• _EXERCISE AIM_
Rewrite the lines below so that every occurrence of "innermost point" reads "central point", leaving everything else unchanged.

• _DATA TO PROCESS_
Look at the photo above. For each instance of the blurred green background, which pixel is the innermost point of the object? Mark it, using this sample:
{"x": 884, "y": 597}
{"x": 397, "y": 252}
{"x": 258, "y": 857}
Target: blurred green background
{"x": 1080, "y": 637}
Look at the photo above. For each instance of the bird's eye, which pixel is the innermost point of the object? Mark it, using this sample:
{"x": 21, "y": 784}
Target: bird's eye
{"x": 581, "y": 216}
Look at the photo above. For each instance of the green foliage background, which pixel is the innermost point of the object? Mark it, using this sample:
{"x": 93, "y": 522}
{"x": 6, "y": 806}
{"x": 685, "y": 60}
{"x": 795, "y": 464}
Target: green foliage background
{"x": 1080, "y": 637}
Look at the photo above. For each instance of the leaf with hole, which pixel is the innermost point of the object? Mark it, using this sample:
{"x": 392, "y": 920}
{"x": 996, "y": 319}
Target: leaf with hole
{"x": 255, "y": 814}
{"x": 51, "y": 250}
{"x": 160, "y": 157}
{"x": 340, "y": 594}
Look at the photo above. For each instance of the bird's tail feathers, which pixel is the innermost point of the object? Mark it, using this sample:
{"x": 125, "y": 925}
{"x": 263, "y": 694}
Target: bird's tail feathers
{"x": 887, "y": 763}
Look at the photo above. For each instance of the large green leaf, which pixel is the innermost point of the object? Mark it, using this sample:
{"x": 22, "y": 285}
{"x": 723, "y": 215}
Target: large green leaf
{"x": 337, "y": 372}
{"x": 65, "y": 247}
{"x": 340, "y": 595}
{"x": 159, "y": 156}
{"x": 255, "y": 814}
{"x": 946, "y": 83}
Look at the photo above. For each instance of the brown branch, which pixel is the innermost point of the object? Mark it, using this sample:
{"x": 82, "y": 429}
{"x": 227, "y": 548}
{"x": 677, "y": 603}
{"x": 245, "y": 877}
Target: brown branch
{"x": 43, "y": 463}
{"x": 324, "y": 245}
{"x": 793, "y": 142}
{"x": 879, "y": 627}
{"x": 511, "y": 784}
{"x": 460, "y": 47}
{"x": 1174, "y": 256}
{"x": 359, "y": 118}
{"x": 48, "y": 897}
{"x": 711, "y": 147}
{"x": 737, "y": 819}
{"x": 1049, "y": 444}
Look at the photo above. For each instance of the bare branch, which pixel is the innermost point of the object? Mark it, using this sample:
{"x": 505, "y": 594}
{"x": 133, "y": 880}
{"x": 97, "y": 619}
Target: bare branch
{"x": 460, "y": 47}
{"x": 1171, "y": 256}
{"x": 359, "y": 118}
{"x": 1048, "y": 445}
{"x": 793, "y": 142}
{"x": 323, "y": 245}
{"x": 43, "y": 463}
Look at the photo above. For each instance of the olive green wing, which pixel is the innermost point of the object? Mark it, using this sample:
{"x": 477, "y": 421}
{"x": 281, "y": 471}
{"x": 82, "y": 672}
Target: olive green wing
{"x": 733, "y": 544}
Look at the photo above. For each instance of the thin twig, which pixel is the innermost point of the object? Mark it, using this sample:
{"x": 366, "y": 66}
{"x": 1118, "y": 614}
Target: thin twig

• _RESPONSE TO THIS EXERCISE_
Look at the photo above. For each instance of the blurred green background, which pixel is the central point of the object? Mark it, using this sample:
{"x": 884, "y": 597}
{"x": 397, "y": 252}
{"x": 258, "y": 857}
Target: blurred green background
{"x": 1080, "y": 637}
Look at the photo above. For each instance of the bird's eye, which pixel is the central point of the object? Mark it, using this sample:
{"x": 21, "y": 784}
Target: bird's eye
{"x": 581, "y": 216}
Look at the photo above. For each instance of the green foliage background, which pixel is the central point of the object? Mark it, using this sample:
{"x": 93, "y": 522}
{"x": 6, "y": 806}
{"x": 685, "y": 60}
{"x": 795, "y": 464}
Target: green foliage background
{"x": 1080, "y": 637}
Look at the photo above. For each instance of the leaf with hole, which pixel is the central point of the object? Mark it, using this sample:
{"x": 392, "y": 920}
{"x": 996, "y": 319}
Target: leaf with hole
{"x": 255, "y": 814}
{"x": 51, "y": 250}
{"x": 160, "y": 157}
{"x": 340, "y": 594}
Look at the photo above. For each instance of the bird's tail feathers, which pixel is the central point of the object? Mark it, using this sample:
{"x": 125, "y": 925}
{"x": 263, "y": 694}
Target: bird's tail feathers
{"x": 887, "y": 763}
Look at the photo above. For each instance of the large green leaf, which pixel is the central point of the object? Mark it, using this sample:
{"x": 22, "y": 285}
{"x": 723, "y": 215}
Target: large green leaf
{"x": 337, "y": 372}
{"x": 65, "y": 247}
{"x": 340, "y": 595}
{"x": 159, "y": 156}
{"x": 255, "y": 814}
{"x": 946, "y": 83}
Look at the photo above. For each instance of the brown branch, which pixel is the central point of the object? Mark it, using this sample:
{"x": 82, "y": 429}
{"x": 227, "y": 548}
{"x": 677, "y": 603}
{"x": 245, "y": 877}
Target: brown branch
{"x": 43, "y": 463}
{"x": 324, "y": 245}
{"x": 793, "y": 142}
{"x": 879, "y": 627}
{"x": 511, "y": 784}
{"x": 460, "y": 47}
{"x": 1174, "y": 256}
{"x": 359, "y": 118}
{"x": 48, "y": 897}
{"x": 711, "y": 147}
{"x": 737, "y": 819}
{"x": 1049, "y": 444}
Look at the photo above. For each instance of the bare branch, which pixel is the central point of the object? Mark it, using this sample:
{"x": 505, "y": 594}
{"x": 133, "y": 880}
{"x": 97, "y": 619}
Target: bare branch
{"x": 460, "y": 47}
{"x": 1171, "y": 256}
{"x": 359, "y": 118}
{"x": 1048, "y": 445}
{"x": 793, "y": 142}
{"x": 323, "y": 245}
{"x": 43, "y": 463}
Look at the photo above. For each instance of the olive green wing, which pixel is the central point of the object? Mark it, using this sample:
{"x": 477, "y": 421}
{"x": 281, "y": 471}
{"x": 82, "y": 672}
Target: olive green wing
{"x": 733, "y": 544}
Look at the photo above. For each instance of the thin twig, which pixel is the central point of the object? Mark it, using this sample:
{"x": 366, "y": 66}
{"x": 1118, "y": 614}
Target: thin twig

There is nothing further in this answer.